begin

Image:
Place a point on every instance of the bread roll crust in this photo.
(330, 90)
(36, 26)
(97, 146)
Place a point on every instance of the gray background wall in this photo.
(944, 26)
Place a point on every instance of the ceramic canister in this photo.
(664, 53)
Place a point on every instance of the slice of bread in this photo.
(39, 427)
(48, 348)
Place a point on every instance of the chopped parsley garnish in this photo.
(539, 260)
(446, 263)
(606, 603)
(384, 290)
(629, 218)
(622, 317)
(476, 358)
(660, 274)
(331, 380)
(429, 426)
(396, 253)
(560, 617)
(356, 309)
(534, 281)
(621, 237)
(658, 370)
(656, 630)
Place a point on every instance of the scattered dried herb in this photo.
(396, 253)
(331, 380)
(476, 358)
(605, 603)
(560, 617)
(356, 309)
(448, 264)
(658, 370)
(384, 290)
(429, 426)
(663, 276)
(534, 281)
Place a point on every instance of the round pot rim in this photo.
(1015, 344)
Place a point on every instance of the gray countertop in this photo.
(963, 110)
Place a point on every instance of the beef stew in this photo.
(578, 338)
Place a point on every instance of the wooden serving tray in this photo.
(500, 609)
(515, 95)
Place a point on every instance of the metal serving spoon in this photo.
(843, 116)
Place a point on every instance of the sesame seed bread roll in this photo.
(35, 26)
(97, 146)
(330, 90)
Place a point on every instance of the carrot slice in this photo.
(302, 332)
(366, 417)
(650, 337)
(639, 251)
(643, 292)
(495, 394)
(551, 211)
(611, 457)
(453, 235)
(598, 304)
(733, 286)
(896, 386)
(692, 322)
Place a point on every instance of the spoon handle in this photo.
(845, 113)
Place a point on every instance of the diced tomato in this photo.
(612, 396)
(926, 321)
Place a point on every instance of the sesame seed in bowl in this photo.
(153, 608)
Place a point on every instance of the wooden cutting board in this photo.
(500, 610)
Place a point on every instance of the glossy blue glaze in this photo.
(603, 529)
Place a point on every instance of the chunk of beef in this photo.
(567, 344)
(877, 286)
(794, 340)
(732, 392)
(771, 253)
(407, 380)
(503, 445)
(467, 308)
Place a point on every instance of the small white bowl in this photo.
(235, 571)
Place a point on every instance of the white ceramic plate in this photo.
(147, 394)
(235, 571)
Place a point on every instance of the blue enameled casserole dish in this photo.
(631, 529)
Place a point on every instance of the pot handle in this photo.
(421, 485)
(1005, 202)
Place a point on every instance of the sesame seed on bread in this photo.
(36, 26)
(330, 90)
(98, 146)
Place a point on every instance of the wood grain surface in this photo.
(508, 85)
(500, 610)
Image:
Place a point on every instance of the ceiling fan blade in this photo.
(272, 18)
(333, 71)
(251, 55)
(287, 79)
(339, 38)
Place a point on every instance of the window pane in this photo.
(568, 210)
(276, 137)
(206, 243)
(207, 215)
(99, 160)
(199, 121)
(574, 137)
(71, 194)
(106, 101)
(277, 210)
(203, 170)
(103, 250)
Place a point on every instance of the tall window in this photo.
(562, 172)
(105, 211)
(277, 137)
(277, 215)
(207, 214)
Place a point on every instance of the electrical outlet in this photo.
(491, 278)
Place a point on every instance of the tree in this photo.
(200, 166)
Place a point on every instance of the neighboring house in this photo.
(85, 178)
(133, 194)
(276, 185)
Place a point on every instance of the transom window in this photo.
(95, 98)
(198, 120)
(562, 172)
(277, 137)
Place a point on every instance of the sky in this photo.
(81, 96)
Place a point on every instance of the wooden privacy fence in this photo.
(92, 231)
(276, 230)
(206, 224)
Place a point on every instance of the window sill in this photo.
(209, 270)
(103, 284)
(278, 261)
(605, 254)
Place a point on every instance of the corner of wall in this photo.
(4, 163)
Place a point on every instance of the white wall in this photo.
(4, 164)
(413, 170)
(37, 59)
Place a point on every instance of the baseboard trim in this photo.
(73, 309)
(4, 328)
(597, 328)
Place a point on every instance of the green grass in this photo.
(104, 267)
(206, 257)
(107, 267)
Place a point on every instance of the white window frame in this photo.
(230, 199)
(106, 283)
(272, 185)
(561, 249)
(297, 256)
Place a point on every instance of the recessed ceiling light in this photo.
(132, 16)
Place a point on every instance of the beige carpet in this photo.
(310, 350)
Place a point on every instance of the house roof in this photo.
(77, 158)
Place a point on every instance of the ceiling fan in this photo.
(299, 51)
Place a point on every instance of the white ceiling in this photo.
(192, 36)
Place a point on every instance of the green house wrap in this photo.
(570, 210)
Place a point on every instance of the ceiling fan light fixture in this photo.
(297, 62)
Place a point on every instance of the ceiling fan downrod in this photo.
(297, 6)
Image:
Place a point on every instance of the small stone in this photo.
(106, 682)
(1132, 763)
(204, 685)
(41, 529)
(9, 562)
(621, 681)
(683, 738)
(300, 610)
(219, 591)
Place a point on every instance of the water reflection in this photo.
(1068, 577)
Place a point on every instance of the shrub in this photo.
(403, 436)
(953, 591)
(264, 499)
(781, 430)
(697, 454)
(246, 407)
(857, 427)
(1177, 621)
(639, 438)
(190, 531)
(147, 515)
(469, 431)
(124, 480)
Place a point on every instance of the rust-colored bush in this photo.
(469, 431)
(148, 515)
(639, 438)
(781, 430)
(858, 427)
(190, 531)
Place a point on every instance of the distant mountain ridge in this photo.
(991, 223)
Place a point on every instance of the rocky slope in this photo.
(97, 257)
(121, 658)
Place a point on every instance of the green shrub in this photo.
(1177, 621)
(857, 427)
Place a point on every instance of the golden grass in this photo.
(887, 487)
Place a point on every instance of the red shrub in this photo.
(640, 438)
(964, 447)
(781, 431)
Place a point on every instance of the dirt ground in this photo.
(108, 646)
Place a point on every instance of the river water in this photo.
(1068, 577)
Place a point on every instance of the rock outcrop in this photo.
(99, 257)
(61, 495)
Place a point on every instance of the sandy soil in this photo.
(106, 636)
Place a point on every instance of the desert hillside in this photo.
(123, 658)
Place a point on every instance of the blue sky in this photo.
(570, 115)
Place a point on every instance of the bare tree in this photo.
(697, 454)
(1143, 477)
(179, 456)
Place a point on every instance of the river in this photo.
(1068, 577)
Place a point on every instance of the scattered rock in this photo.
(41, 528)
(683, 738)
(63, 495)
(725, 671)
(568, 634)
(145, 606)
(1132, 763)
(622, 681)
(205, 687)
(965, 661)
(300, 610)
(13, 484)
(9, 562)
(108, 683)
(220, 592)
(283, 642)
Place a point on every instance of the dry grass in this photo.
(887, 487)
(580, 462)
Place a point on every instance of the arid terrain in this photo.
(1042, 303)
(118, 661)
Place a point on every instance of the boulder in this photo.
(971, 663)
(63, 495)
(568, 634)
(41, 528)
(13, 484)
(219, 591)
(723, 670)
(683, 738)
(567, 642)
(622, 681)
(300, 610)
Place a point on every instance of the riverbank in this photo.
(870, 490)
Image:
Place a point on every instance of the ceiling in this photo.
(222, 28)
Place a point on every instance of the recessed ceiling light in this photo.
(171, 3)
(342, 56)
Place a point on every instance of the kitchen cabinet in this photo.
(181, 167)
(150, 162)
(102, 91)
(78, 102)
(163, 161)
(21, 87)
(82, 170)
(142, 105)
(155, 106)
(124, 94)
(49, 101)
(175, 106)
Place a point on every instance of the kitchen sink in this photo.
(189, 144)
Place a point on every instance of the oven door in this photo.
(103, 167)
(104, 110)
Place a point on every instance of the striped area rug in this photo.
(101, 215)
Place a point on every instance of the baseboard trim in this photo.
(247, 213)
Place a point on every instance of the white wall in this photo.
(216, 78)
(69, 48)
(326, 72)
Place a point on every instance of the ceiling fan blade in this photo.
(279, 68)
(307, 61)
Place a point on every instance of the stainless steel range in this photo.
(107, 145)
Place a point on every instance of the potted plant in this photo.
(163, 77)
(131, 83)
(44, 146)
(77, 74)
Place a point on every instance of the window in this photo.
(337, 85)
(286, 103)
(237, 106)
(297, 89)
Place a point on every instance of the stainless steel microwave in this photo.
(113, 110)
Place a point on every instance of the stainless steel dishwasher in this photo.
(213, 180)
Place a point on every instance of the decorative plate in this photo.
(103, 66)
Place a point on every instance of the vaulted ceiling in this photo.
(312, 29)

end

▶ Work required:
Return exactly the lines from the line bearing "Place a point on every instance of the kitchen cabinet" to the end of the records, inclusive of both; include no other lines.

▶ Written answer:
Place a point on every instance of the kitchen cabinet in this photo.
(181, 167)
(150, 162)
(102, 91)
(78, 102)
(163, 161)
(21, 87)
(82, 170)
(142, 105)
(155, 106)
(124, 94)
(49, 101)
(175, 106)
Place a point on every instance of the kitchen sink in this photo.
(189, 144)
Place a point on every instance of the oven door in this photo.
(103, 167)
(104, 110)
Place a point on every instance of the striped area rug in this photo.
(101, 215)
Place a point on every instance of the baseboard trim in this photo.
(247, 213)
Place a point on every instance of the white wall in this photo.
(216, 78)
(69, 48)
(326, 72)
Place a point on every instance of the ceiling fan blade in this photo.
(279, 68)
(307, 61)
Place a point on every instance of the stainless steel range in this photo.
(107, 145)
Place a point on every instance of the potted plant in this photo.
(163, 77)
(131, 83)
(44, 146)
(77, 74)
Place a point on every instance of the window in this photo.
(337, 85)
(286, 103)
(237, 106)
(297, 89)
Place a point on every instance of the stainless steel microwave in this photo.
(113, 110)
Place a point on every instance of the stainless steel dishwasher in this photo.
(213, 180)
Place a point on every instance of the decorative plate in this photo.
(103, 66)
Place a point on every instance of the vaulted ceiling in this photo.
(312, 29)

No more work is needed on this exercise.